#### QUOTED TEXT ####
This Prospectus does not constitute an offer of, or an invitation by or on behalf of the
Issuer, the OBG Guarantor or the Dealer(s) to subscribe for, or purchase, any OBG.
This Prospectus does not constitute an offer to sell or the solicitation of an offer to buy
any OBG in any jurisdiction to any person to whom it is unlawful to make the offer or
solicitation in such jurisdiction. The distribution of this Prospectus and the offer or sale

4



of OBG may be restricted by law in certain jurisdictions. The Issuer, the OBG
Guarantor, the Dealers, the Sole Arranger and the Representative of the OBG Holders do
not represent that this Prospectus may be lawfully distributed, or that any OBG may be
lawfully offered, in compliance with any applicable registration or other requirements in
any such jurisdiction, or pursuant to an exemption available thereunder, or assume any
responsibility for facilitating any such distribution or offering. In particular, unless
specifically indicated to the contrary in the applicable Final Terms, no action has been
taken by the Issuer, the OBG Guarantor, the Dealers, the Sole Arranger or the
Representative of the OBG Holders which is intended to permit a public offering of any
OBG outside Luxembourg or distribution of this Prospectus in any jurisdiction where
action for that purpose is required. Accordingly, no OBG may be offered or sold,
directly or indirectly, and neither this Prospectus nor any advertisement or other offering
material may be distributed or published in any jurisdiction, except under circumstances
that will result in compliance with any applicable laws and regulations. Persons into
whose possession this Prospectus or any OBG may come must inform themselves about,
and observe, any such restrictions on the distribution of this Prospectus and the offering
and sale of OBG. In particular, there are restrictions on the distribution of this Prospectus
and the offer or sale of OBG in the United States, Japan and the European Economic
Area (including the United Kingdom and the Republic of Italy). See also "Subscription
and Sale", below.
####
◆ **GIVEN INSTRUCTION 1**: List every party that, according to the prospectus excerpt above, does not represent that the Prospectus may be lawfully distributed or that any OBG may be lawfully offered.
◆ **GIVEN INSTRUCTION 2**:
Answer these questions from the prospectus excerpt above:
(a) Outside which country has no action been taken to permit a public offering of any OBG?
(b) Which document may specifically indicate otherwise about the action taken?
(c) Which section does the excerpt point readers to at the end?
#### RECORDS ####
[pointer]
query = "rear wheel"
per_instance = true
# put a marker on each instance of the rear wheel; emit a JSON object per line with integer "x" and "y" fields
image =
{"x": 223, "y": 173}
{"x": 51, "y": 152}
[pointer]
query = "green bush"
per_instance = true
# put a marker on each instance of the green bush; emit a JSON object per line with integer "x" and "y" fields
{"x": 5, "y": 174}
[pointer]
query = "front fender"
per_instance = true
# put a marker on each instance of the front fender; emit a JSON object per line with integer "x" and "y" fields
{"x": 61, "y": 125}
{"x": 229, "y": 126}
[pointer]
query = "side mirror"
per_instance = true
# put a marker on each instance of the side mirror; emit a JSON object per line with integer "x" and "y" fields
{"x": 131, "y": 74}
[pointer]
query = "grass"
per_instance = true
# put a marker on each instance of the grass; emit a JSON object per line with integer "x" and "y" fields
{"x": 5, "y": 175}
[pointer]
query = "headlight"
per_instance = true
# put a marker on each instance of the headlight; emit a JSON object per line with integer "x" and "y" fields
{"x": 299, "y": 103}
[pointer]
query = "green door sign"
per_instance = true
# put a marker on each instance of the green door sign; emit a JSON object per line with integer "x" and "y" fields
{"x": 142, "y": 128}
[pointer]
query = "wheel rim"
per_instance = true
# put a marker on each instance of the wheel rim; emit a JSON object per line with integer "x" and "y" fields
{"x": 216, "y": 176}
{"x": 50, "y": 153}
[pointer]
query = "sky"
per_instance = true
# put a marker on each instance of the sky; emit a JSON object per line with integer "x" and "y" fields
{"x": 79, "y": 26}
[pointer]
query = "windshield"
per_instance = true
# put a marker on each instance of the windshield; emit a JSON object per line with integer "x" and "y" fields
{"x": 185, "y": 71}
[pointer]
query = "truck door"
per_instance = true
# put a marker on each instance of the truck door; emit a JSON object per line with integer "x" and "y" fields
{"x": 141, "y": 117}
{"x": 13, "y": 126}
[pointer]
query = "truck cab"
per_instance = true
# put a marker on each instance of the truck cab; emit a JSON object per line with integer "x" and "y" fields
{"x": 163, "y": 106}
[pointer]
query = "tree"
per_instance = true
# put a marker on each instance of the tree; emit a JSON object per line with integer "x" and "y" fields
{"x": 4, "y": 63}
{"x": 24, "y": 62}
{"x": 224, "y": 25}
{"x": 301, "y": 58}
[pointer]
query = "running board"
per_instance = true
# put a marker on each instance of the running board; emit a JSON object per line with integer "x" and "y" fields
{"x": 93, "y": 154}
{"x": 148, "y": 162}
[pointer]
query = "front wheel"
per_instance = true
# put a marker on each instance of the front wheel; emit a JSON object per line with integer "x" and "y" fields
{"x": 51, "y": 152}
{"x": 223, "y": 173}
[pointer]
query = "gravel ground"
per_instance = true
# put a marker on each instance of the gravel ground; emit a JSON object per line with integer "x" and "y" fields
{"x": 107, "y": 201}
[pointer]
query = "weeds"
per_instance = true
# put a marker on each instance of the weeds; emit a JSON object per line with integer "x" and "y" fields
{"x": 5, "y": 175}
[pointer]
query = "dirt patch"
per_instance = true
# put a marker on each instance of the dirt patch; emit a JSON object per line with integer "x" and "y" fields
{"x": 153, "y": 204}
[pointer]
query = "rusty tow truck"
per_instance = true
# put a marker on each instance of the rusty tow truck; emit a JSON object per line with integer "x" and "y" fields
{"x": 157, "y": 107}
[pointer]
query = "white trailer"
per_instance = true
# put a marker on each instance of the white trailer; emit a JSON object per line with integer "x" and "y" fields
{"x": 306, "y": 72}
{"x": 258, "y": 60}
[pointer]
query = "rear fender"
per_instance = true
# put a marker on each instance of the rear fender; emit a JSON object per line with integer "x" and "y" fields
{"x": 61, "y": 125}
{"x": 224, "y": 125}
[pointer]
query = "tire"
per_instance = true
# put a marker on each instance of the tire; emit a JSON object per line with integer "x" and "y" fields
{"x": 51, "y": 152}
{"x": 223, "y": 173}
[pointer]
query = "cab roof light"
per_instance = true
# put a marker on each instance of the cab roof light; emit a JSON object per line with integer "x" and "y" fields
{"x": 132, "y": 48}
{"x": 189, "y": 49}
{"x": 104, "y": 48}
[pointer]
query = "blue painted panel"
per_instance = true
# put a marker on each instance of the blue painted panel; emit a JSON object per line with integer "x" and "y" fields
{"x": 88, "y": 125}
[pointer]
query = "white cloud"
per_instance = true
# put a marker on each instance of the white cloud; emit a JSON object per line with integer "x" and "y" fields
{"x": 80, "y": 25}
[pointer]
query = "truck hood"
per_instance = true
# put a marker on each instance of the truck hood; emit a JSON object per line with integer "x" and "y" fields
####
◆ **CORRECT RESPONSE 1**: The Issuer, the OBG Guarantor, the Dealers, the Sole Arranger, and the Representative of the OBG Holders.

◆ **CORRECT RESPONSE 2**:
(a) Luxembourg.
(b) The applicable Final Terms.
(c) "Subscription and Sale".